Work to be completed =>
What is the number of lines in the records that contain "background"? Give only that number.

Materials provided =>
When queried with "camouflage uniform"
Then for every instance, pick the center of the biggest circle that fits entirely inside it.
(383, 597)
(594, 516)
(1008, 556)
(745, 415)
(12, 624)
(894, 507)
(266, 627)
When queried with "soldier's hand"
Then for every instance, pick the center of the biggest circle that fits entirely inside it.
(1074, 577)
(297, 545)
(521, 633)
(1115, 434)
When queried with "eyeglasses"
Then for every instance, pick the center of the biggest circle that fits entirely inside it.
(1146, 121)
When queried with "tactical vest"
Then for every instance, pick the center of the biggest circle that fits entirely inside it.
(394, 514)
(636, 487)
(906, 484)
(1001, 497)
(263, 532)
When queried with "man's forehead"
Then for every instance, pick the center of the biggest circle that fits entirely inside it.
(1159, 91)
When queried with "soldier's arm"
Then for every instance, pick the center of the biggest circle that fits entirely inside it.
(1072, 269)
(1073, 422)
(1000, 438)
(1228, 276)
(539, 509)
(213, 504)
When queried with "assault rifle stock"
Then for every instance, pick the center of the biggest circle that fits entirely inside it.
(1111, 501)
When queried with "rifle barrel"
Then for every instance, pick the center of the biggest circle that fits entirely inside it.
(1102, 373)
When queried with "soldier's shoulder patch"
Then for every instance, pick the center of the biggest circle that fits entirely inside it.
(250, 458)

...

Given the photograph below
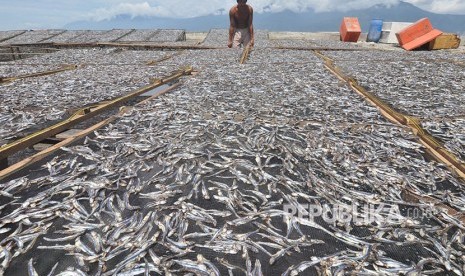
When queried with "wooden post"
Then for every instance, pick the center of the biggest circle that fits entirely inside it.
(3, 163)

--

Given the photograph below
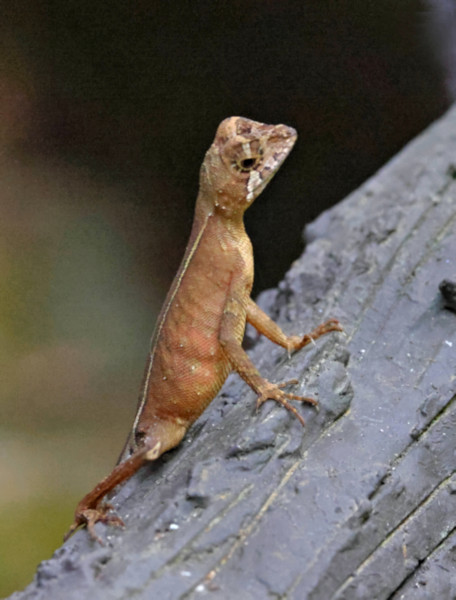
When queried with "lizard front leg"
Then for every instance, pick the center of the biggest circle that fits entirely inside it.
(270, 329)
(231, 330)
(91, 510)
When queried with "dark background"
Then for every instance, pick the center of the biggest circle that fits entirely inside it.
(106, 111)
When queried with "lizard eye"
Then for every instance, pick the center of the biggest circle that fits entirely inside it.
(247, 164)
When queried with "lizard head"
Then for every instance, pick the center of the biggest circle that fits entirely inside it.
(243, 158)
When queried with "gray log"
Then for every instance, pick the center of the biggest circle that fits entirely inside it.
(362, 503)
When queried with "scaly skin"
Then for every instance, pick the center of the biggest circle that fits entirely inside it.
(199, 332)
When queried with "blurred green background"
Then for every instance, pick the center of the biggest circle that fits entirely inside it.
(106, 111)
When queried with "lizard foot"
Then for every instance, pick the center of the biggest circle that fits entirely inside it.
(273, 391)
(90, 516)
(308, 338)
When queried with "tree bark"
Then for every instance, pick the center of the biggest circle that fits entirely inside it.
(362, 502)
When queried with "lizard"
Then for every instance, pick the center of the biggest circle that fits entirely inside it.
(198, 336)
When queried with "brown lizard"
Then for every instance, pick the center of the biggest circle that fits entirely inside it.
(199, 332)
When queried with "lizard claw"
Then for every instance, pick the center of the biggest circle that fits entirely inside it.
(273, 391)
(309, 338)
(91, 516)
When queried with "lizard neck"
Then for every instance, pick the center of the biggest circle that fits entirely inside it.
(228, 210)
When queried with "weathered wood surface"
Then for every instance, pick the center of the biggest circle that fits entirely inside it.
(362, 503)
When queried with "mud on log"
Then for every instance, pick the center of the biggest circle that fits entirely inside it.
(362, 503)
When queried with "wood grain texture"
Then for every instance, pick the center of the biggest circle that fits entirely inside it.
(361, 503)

Answer =>
2